#### The records ####

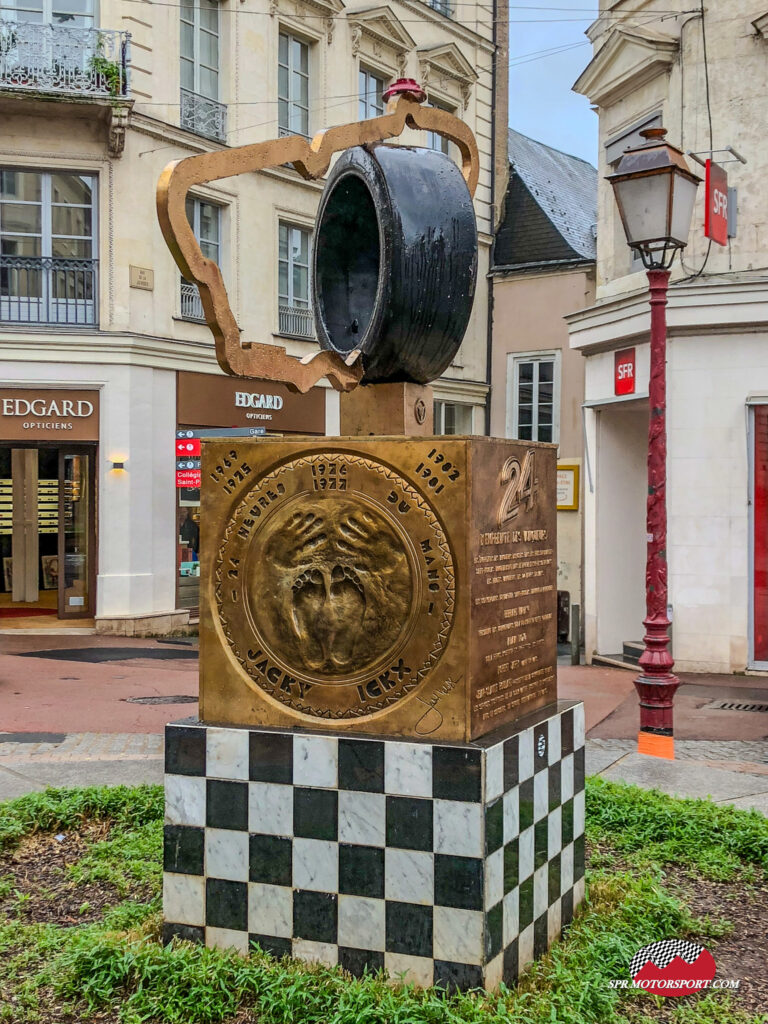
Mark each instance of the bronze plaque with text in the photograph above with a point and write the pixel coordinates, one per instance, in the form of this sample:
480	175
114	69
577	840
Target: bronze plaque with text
392	586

####

_Assigned task_
Please reproduce all the material exactly. Pictures stay out of the copy.

_Response area_
Mark each instance of the bronze plaque with text in the photograph above with a point and write the pixel coordinates, one per instance, in the form of this sample:
480	175
114	69
577	840
Target: bronze plaque with text
392	586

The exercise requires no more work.